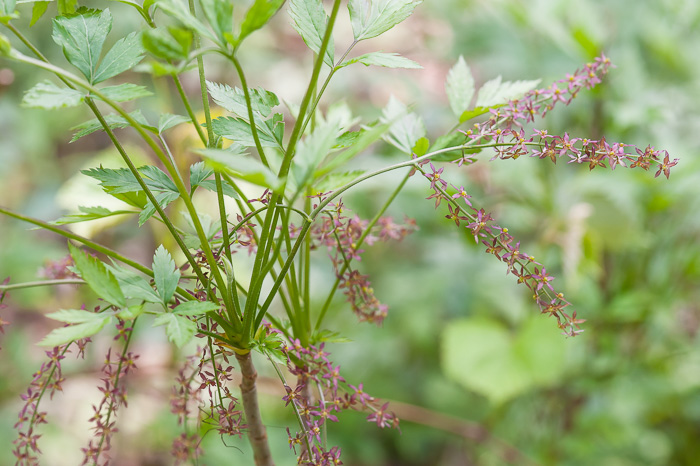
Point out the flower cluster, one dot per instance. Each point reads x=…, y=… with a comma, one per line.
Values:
x=343, y=236
x=313, y=369
x=113, y=396
x=504, y=129
x=48, y=378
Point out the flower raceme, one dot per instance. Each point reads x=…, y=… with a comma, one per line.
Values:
x=504, y=132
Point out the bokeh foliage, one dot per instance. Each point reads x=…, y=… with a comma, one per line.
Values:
x=623, y=246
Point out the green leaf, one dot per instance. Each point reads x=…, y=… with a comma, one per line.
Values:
x=366, y=138
x=482, y=355
x=163, y=198
x=125, y=92
x=225, y=186
x=82, y=36
x=335, y=180
x=495, y=92
x=257, y=16
x=233, y=100
x=76, y=316
x=387, y=60
x=370, y=20
x=311, y=151
x=171, y=44
x=179, y=11
x=220, y=16
x=198, y=173
x=124, y=55
x=241, y=166
x=309, y=19
x=168, y=120
x=49, y=96
x=165, y=274
x=238, y=130
x=134, y=285
x=131, y=312
x=406, y=127
x=90, y=213
x=460, y=87
x=473, y=113
x=114, y=121
x=65, y=335
x=7, y=11
x=421, y=147
x=195, y=308
x=180, y=329
x=98, y=278
x=38, y=10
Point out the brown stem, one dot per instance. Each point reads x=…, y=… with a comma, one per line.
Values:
x=256, y=429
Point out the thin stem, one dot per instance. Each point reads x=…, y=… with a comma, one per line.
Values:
x=257, y=434
x=358, y=243
x=20, y=286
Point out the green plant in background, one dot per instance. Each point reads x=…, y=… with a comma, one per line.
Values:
x=299, y=168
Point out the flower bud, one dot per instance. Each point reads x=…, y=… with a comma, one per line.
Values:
x=5, y=46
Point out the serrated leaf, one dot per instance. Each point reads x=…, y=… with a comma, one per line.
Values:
x=233, y=100
x=125, y=92
x=473, y=113
x=49, y=96
x=370, y=20
x=165, y=274
x=171, y=44
x=238, y=130
x=163, y=198
x=406, y=127
x=311, y=151
x=67, y=7
x=309, y=19
x=7, y=11
x=421, y=147
x=134, y=285
x=195, y=308
x=65, y=335
x=180, y=330
x=257, y=16
x=98, y=278
x=75, y=316
x=220, y=16
x=90, y=213
x=179, y=11
x=168, y=120
x=82, y=36
x=241, y=166
x=495, y=92
x=38, y=10
x=124, y=55
x=228, y=190
x=459, y=87
x=131, y=312
x=198, y=173
x=366, y=138
x=387, y=60
x=114, y=121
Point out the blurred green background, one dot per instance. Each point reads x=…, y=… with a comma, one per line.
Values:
x=479, y=378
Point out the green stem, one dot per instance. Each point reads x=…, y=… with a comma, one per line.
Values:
x=359, y=242
x=20, y=286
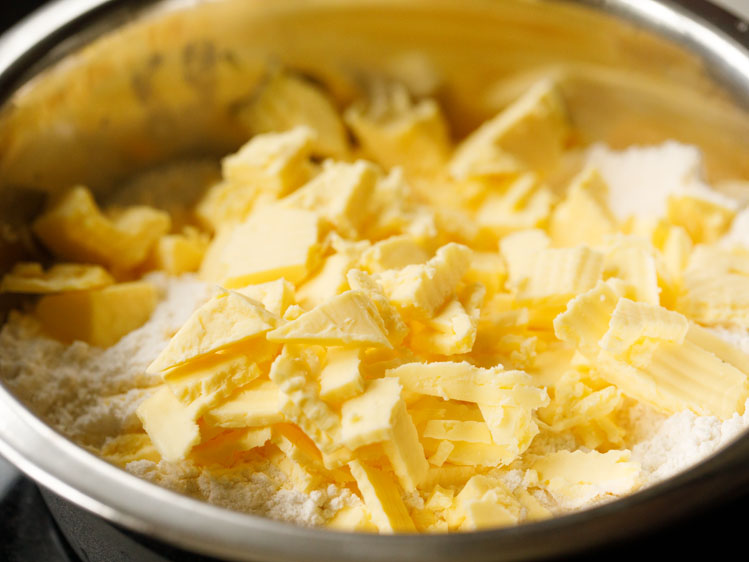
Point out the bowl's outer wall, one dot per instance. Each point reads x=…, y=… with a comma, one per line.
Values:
x=171, y=84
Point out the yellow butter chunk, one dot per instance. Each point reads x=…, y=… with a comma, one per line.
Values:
x=276, y=296
x=179, y=253
x=463, y=381
x=31, y=278
x=578, y=477
x=74, y=228
x=340, y=193
x=99, y=317
x=330, y=279
x=205, y=382
x=587, y=317
x=382, y=498
x=420, y=290
x=257, y=404
x=563, y=273
x=272, y=165
x=523, y=204
x=396, y=131
x=347, y=319
x=633, y=261
x=395, y=252
x=225, y=320
x=395, y=327
x=285, y=101
x=379, y=416
x=530, y=133
x=295, y=374
x=584, y=216
x=520, y=251
x=632, y=321
x=169, y=424
x=340, y=378
x=455, y=430
x=272, y=243
x=705, y=221
x=483, y=502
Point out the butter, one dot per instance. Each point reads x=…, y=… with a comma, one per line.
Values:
x=75, y=229
x=99, y=317
x=31, y=278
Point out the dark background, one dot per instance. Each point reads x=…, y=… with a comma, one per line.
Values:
x=27, y=534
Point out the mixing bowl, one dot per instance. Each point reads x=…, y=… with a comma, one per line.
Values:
x=97, y=91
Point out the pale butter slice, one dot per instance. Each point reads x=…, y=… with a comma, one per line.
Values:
x=530, y=133
x=225, y=320
x=340, y=193
x=463, y=381
x=257, y=404
x=382, y=498
x=379, y=416
x=99, y=317
x=420, y=290
x=584, y=216
x=272, y=243
x=350, y=318
x=204, y=383
x=395, y=252
x=287, y=101
x=31, y=278
x=579, y=477
x=632, y=321
x=561, y=274
x=295, y=374
x=395, y=327
x=340, y=378
x=396, y=131
x=169, y=424
x=276, y=296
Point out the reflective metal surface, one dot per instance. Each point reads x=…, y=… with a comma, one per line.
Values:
x=171, y=82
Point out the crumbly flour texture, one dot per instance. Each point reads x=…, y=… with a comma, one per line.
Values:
x=91, y=394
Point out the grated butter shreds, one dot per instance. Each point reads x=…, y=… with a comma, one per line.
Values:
x=448, y=347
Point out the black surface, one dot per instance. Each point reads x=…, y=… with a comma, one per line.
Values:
x=29, y=534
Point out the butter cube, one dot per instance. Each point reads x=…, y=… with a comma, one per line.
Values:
x=379, y=415
x=340, y=378
x=463, y=381
x=99, y=317
x=530, y=133
x=350, y=318
x=382, y=498
x=340, y=194
x=276, y=296
x=584, y=216
x=169, y=424
x=395, y=131
x=580, y=477
x=272, y=243
x=257, y=404
x=285, y=101
x=32, y=279
x=178, y=253
x=418, y=291
x=74, y=228
x=225, y=320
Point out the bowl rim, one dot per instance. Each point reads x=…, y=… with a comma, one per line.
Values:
x=124, y=499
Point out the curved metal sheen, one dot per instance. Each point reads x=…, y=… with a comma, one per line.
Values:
x=148, y=82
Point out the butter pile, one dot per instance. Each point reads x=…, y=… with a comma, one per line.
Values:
x=413, y=321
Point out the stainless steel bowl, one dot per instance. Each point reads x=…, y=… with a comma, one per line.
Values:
x=95, y=91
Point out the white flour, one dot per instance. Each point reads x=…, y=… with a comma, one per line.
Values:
x=90, y=394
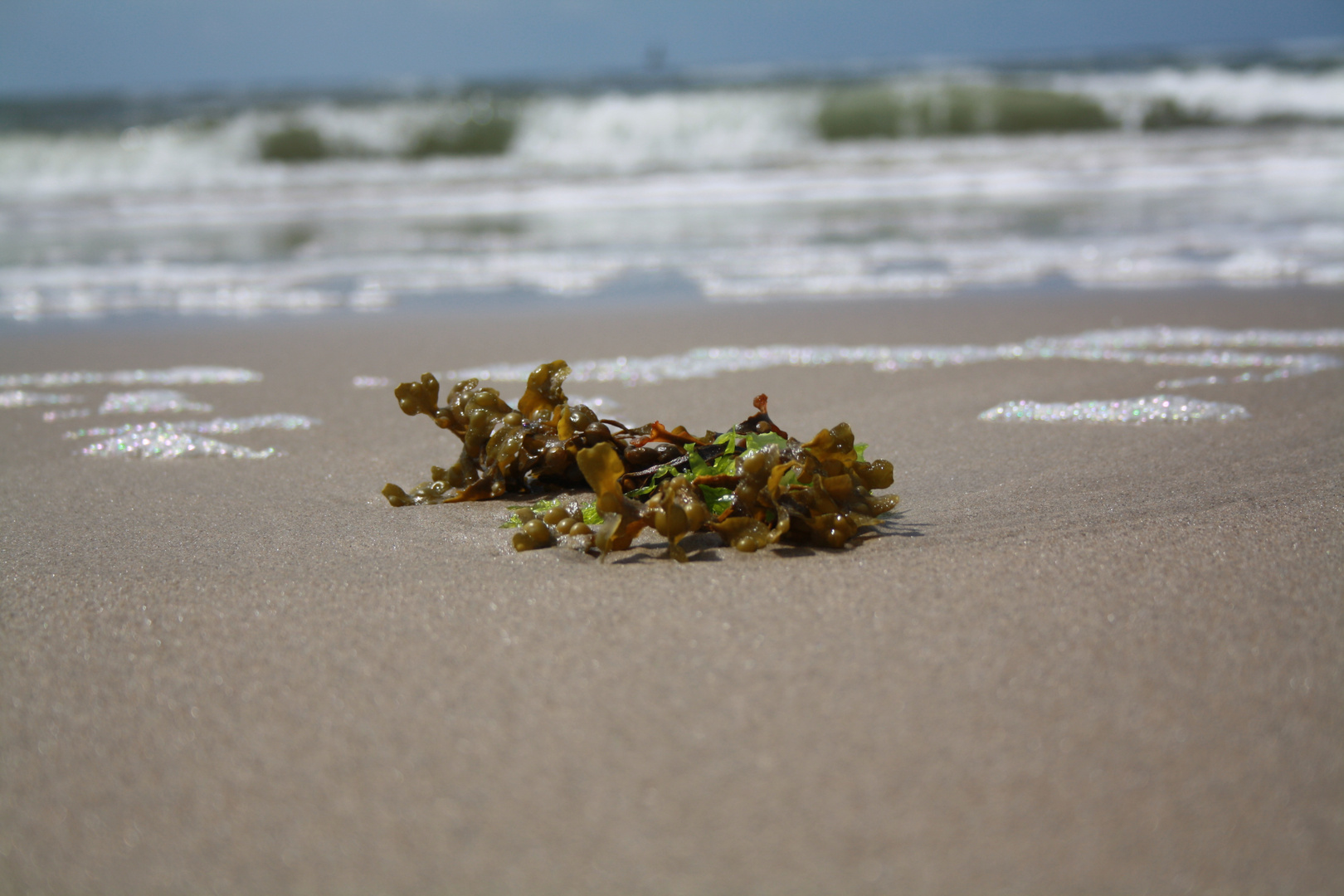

────────────────

• [Required task] Please return everything from the line containing "Point out the white" down to the end of the material, copied word for word, without the pictures.

• [Answer]
Point out the white flour, one dot per instance. Each point reads x=…, y=… with a comma, one per line.
Values:
x=90, y=394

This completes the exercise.